--- START RAW RECORDS ---

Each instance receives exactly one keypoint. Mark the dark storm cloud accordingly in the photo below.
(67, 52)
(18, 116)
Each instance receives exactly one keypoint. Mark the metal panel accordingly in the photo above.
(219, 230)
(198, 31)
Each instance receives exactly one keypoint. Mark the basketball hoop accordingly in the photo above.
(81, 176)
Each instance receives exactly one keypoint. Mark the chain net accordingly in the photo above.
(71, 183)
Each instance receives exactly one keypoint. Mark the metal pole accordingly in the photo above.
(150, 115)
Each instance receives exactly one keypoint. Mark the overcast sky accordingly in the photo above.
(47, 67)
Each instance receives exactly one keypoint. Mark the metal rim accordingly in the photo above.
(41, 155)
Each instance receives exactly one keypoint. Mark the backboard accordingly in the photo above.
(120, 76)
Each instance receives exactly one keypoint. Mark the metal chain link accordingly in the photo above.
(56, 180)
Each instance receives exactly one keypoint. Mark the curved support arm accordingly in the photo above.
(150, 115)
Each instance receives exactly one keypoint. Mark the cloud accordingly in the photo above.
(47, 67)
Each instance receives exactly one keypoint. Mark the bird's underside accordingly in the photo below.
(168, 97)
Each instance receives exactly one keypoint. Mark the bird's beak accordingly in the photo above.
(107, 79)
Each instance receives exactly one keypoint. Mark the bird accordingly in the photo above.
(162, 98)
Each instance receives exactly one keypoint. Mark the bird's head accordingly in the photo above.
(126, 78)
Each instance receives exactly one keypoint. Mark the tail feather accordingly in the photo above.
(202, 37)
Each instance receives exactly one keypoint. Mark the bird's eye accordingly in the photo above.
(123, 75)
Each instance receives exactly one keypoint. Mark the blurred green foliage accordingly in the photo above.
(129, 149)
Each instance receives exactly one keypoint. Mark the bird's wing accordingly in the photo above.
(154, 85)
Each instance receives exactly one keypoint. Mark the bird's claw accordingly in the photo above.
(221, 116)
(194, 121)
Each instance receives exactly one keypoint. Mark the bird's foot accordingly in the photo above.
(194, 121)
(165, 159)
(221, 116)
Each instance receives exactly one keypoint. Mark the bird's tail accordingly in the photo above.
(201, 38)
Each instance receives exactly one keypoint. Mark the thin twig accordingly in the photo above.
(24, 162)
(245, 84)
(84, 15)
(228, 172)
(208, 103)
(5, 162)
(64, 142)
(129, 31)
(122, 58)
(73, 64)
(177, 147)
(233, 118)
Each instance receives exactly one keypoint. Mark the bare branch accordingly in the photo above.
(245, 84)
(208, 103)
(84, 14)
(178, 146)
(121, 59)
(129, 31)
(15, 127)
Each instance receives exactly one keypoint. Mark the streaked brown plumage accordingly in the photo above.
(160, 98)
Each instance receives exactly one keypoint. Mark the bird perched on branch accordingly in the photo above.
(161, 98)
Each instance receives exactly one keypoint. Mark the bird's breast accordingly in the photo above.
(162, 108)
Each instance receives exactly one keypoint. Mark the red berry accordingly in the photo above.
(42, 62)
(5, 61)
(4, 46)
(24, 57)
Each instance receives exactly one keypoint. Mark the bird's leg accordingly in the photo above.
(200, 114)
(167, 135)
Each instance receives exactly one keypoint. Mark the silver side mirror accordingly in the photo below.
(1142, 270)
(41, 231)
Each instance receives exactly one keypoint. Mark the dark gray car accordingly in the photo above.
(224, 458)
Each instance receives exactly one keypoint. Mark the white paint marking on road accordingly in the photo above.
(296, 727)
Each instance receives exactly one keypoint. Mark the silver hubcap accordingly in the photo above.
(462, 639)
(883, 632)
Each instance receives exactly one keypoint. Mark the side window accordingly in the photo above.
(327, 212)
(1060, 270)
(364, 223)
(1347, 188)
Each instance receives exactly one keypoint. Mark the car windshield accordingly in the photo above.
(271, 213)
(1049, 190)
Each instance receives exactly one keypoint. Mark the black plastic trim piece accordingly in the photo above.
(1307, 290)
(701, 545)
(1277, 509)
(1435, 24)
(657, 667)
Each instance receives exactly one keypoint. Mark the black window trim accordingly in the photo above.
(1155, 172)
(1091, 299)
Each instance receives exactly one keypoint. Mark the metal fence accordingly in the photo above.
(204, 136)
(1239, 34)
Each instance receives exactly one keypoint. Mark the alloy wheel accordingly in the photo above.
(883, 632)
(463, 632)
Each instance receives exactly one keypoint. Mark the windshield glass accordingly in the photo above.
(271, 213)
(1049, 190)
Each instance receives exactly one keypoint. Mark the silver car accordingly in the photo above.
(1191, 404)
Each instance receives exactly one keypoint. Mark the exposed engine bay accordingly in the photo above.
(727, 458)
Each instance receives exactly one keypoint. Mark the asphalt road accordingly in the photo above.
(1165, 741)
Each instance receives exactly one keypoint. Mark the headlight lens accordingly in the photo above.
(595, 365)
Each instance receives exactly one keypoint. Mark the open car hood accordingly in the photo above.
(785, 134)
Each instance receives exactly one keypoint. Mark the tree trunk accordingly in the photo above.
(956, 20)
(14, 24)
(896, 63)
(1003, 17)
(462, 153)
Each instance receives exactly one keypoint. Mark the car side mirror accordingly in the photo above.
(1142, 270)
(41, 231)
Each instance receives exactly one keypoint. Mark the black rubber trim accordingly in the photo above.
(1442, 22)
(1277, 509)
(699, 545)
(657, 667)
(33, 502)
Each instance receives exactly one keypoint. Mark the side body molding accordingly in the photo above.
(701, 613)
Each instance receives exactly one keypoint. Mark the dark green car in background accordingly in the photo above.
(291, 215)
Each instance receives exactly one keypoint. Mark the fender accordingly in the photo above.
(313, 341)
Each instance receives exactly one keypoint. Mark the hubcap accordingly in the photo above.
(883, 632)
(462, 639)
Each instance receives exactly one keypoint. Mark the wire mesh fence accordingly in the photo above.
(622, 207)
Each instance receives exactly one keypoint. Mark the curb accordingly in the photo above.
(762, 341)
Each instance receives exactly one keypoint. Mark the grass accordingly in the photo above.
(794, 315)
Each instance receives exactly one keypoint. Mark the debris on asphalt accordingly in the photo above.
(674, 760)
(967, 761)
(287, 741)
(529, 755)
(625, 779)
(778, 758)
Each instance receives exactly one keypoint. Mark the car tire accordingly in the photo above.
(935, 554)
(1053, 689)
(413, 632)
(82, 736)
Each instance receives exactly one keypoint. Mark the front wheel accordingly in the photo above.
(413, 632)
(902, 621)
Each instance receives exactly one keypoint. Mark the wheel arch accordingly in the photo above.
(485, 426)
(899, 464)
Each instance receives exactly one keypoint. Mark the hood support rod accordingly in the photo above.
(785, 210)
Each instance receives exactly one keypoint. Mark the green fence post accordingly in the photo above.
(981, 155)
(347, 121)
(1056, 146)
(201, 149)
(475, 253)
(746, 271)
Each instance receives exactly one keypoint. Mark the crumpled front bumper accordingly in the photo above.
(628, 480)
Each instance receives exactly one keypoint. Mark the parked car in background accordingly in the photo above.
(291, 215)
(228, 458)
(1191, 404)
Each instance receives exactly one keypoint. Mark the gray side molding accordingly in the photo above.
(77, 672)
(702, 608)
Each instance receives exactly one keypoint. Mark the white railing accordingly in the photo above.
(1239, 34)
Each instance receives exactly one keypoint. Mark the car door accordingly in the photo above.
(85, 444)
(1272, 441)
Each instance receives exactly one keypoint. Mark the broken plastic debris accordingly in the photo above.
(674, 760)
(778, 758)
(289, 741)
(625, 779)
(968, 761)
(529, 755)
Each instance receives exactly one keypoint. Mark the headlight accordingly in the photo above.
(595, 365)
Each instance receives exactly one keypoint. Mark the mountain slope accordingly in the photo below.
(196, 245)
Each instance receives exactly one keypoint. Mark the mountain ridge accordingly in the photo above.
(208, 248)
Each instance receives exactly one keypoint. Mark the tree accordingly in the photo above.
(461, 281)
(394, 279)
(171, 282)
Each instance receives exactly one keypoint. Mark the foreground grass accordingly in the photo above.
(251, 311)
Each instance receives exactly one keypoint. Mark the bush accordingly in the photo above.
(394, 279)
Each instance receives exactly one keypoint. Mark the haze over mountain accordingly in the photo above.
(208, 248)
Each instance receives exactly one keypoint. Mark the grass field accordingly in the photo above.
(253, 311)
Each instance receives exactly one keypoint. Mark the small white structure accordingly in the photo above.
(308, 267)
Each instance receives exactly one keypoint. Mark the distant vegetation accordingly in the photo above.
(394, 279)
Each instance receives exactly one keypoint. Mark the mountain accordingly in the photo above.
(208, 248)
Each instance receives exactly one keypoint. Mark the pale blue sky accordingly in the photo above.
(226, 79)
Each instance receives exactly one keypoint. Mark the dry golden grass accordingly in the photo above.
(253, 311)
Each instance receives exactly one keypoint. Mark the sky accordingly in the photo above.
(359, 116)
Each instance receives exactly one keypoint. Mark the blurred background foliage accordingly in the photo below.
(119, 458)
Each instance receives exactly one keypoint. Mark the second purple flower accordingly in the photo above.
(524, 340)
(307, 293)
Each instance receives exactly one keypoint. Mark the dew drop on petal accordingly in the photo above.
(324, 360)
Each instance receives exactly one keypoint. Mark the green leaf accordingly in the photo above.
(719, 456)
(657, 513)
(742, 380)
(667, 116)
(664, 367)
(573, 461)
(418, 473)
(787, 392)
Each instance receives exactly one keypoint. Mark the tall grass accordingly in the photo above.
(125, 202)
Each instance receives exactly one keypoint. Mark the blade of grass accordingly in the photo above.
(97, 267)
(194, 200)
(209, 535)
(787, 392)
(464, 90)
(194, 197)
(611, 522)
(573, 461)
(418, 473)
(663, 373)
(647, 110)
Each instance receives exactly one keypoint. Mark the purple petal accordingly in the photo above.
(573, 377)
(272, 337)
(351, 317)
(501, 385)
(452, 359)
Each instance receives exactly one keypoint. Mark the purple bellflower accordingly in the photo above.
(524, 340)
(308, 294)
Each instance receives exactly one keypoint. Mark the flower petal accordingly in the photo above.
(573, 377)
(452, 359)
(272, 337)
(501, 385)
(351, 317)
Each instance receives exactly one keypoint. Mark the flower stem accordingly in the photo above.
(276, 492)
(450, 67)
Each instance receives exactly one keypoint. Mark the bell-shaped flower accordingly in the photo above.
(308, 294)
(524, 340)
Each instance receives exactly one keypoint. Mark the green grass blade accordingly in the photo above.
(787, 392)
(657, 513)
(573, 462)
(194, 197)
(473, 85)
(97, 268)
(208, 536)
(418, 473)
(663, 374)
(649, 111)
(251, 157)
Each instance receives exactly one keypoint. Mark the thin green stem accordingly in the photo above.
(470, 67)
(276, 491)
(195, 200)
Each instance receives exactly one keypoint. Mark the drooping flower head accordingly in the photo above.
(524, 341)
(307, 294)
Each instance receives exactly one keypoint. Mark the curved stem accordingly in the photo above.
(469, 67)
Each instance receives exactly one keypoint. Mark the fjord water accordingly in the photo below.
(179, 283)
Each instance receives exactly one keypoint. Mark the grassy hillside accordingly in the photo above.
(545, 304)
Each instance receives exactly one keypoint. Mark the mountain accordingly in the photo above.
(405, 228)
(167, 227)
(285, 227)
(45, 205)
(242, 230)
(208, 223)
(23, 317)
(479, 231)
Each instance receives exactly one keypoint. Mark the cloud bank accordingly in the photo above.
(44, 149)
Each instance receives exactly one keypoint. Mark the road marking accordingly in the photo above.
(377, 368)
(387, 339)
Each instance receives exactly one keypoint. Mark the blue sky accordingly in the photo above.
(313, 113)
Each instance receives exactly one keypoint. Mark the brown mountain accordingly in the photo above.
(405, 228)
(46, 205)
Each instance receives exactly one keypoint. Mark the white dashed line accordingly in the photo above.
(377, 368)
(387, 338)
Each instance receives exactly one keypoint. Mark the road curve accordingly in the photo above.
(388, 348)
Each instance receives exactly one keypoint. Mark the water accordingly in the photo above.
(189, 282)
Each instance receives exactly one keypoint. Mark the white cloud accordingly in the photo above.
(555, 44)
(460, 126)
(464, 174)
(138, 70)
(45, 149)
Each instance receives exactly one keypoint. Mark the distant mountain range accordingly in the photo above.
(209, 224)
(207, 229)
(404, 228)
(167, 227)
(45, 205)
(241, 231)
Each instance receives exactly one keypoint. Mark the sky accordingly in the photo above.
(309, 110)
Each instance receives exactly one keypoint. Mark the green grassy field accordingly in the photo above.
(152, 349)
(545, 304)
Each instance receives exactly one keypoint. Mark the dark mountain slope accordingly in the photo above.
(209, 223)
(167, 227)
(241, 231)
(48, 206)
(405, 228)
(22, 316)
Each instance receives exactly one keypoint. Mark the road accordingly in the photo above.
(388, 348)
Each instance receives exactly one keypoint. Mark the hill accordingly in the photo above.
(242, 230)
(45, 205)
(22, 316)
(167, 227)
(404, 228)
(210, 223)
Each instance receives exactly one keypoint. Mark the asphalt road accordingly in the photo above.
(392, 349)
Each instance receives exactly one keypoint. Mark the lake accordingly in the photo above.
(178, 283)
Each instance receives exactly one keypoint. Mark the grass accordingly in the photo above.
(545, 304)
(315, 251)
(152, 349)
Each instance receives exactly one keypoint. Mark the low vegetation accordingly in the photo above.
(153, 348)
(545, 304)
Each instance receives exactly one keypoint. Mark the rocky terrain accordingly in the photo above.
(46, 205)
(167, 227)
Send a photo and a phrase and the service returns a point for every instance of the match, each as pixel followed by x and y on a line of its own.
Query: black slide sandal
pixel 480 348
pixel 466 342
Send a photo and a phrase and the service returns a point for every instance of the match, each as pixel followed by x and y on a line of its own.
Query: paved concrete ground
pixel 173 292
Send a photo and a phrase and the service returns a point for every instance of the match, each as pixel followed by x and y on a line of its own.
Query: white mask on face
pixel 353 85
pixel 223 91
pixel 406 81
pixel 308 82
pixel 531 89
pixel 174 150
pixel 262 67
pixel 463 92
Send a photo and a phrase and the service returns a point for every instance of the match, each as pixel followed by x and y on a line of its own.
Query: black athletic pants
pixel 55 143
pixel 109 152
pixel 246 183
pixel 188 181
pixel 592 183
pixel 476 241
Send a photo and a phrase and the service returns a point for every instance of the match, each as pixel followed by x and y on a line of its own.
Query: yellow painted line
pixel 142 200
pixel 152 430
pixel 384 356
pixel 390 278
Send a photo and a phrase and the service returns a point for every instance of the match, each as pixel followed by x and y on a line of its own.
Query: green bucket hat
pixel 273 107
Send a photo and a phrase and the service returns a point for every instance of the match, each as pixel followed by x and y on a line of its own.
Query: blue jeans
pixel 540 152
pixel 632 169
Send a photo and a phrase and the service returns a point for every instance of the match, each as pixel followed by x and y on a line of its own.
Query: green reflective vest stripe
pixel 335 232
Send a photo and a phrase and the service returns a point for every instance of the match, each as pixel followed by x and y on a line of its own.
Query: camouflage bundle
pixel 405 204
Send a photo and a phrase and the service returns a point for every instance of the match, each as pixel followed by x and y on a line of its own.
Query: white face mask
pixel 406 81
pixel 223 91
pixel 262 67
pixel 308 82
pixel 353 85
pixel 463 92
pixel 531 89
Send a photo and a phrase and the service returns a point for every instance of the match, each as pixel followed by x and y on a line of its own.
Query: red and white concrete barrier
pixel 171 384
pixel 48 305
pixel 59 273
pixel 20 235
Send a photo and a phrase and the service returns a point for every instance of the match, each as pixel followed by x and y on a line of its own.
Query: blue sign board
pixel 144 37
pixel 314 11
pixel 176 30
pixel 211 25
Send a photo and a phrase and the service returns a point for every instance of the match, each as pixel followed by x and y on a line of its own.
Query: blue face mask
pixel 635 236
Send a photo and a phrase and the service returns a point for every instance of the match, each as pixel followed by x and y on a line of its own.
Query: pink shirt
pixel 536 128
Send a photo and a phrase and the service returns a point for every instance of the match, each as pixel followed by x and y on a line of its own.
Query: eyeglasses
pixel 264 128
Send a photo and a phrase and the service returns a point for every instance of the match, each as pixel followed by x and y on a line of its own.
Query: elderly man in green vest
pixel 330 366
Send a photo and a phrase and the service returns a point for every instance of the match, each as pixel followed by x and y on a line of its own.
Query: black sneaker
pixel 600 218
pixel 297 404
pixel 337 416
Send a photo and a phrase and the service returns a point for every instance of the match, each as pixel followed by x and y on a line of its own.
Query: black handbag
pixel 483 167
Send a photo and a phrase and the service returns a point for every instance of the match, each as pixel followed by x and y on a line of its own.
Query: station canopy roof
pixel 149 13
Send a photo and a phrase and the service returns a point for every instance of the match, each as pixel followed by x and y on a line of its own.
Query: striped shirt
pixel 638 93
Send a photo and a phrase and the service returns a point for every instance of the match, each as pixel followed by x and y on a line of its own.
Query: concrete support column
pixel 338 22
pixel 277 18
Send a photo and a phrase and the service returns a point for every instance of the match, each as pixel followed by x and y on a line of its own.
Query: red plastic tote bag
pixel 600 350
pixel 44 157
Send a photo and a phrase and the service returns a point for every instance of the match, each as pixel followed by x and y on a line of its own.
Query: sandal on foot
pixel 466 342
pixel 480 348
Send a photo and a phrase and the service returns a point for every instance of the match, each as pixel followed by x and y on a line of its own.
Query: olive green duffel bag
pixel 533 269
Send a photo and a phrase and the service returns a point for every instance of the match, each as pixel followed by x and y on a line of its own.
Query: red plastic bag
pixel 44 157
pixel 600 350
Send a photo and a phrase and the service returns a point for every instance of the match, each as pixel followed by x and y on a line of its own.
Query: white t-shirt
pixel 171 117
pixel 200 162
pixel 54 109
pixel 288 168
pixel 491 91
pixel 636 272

--- END RAW RECORDS ---

GIVEN REQUEST => Select every line in the material above that contains the word "slope", and copy each one in full.

SOLUTION =>
Each instance receives exactly one keypoint. Mark the mountain slope accordingly in the photo below.
Each instance receives exactly one keypoint. Mark the dark mountain slope accordingly in the photo above.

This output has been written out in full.